▶ _Aim_: Present the data below as a Markdown table with the columns Row and Line. Number each line in order and leave out any blank lines.

▶ _Listed records_:
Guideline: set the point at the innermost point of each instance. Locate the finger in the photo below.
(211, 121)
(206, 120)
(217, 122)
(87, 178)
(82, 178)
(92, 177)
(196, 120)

▶ _Task output_:
| Row | Line |
|---|---|
| 1 | Guideline: set the point at the innermost point of each instance. Locate the finger in the photo below. |
| 2 | (211, 121) |
| 3 | (206, 120) |
| 4 | (217, 122) |
| 5 | (87, 178) |
| 6 | (82, 178) |
| 7 | (92, 177) |
| 8 | (196, 120) |